The problem:
Pictures do not belong in the copy. Return all of the entries exactly.

Items from a data source:
-- -- --

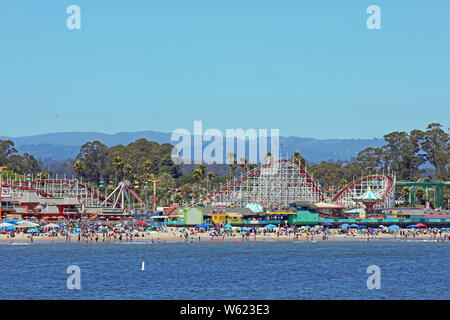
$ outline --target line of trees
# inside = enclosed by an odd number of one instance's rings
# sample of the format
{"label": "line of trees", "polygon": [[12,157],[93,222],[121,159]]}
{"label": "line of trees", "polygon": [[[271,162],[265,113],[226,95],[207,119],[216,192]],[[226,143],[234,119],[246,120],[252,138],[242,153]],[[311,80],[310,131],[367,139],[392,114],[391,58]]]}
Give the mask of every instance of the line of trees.
{"label": "line of trees", "polygon": [[[391,132],[384,136],[384,140],[382,147],[365,148],[352,161],[323,161],[307,165],[307,160],[298,151],[292,154],[292,160],[307,167],[314,179],[330,192],[375,172],[393,172],[398,180],[417,181],[424,176],[425,163],[434,168],[431,178],[450,180],[449,133],[440,124],[431,123],[424,131]],[[92,141],[81,146],[72,167],[77,178],[104,186],[105,192],[112,191],[120,181],[129,180],[135,191],[149,203],[151,179],[161,180],[157,188],[160,203],[181,202],[207,194],[237,174],[245,174],[257,167],[257,164],[244,158],[236,159],[236,155],[230,153],[227,155],[229,164],[222,165],[228,167],[228,174],[218,175],[213,172],[218,165],[204,164],[183,174],[180,166],[172,161],[172,148],[168,143],[160,145],[146,139],[111,148],[100,141]],[[268,153],[265,161],[272,158]],[[49,174],[41,172],[39,162],[33,156],[26,153],[18,155],[11,140],[0,140],[0,165],[6,165],[16,173],[41,177]],[[449,198],[448,190],[445,198]]]}
{"label": "line of trees", "polygon": [[45,175],[39,162],[28,153],[19,155],[11,140],[0,140],[0,166],[7,167],[6,174]]}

-- -- --

Output below:
$ outline --target line of trees
# inside = enclosed by an odd number of one instance's rings
# sample of the format
{"label": "line of trees", "polygon": [[12,157],[93,222],[121,159]]}
{"label": "line of trees", "polygon": [[[271,162],[265,113],[226,95],[207,119],[216,192]],[[226,143],[234,119],[246,120],[252,138],[242,153]],[[311,80],[310,131],[367,139],[392,114],[391,58]]]}
Give the mask of every instance of the line of trees.
{"label": "line of trees", "polygon": [[[391,132],[384,136],[384,140],[382,147],[365,148],[352,161],[323,161],[307,165],[307,160],[298,151],[292,154],[292,160],[307,167],[314,179],[330,192],[375,172],[393,172],[398,180],[417,181],[424,176],[425,163],[434,168],[431,178],[450,180],[449,133],[440,124],[431,123],[424,131]],[[92,141],[81,146],[72,167],[77,178],[104,186],[105,192],[112,191],[120,181],[129,180],[135,191],[149,203],[151,179],[161,180],[157,188],[160,203],[181,202],[207,194],[237,174],[245,174],[257,167],[257,164],[244,158],[236,159],[236,155],[230,153],[227,155],[229,164],[222,165],[228,167],[228,174],[218,175],[213,172],[218,165],[204,164],[183,174],[180,166],[172,161],[172,148],[168,143],[160,145],[146,139],[111,148],[100,141]],[[268,153],[265,161],[272,158]],[[49,174],[41,172],[39,162],[33,156],[26,153],[18,155],[11,140],[0,140],[0,165],[6,165],[16,173],[41,177]],[[449,198],[448,190],[445,198]]]}
{"label": "line of trees", "polygon": [[45,175],[39,162],[28,153],[19,155],[11,140],[0,140],[0,166],[7,167],[6,174]]}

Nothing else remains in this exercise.